## [Document section]
——

Project Value in Business Organizations
Projects are widely understood to be significant, nonroutine efforts deploying substantial resources in an aspiration to reach a future state by achieving tangible goals (e.g., Winch, 2015). It is the notion of value based on future benefits realization (for example, growth, competitive advantage, or sustained quality of service provision for the organization in question) that motivates a project client to undertake a project (Morris, 2013). Along similar lines, the project valuation practice is understood as being an economic argument based on the calculation of the ratio between the anticipated future benefits of the project weighted against the present costs needed to achieve those benefits (Laursen & Svejvig, 2016).

——

## [Dataset section]
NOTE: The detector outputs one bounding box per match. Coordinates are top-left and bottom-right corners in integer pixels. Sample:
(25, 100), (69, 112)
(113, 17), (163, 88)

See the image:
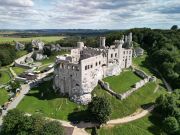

——

## [Requirement A]
Answer these questions from the passage on project value:
(i) According to Morris (2013), what motivates a project client to undertake a project?
(ii) What ratio does the project valuation practice calculate?
(iii) Which source is cited for the description of projects as significant, nonroutine efforts?
## [Requirement B]
In the passage on project value, retype everything from "Project Value in" down to "(Laursen & Svejvig, 2016).".
Rely only on the passage on project value, not on the data.

## [Correct output A]
(i) The notion of value based on future benefits realization.
(ii) The ratio between the anticipated future benefits of the project weighted against the present costs needed to achieve those benefits.
(iii) Winch, 2015.

## [Correct output B]
Project Value in Business Organizations
Projects are widely understood to be significant, nonroutine efforts deploying substantial resources in an aspiration to reach a future state by achieving tangible goals (e.g., Winch, 2015). It is the notion of value based on future benefits realization (for example, growth, competitive advantage, or sustained quality of service provision for the organization in question) that motivates a project client to undertake a project (Morris, 2013). Along similar lines, the project valuation practice is understood as being an economic argument based on the calculation of the ratio between the anticipated future benefits of the project weighted against the present costs needed to achieve those benefits (Laursen & Svejvig, 2016).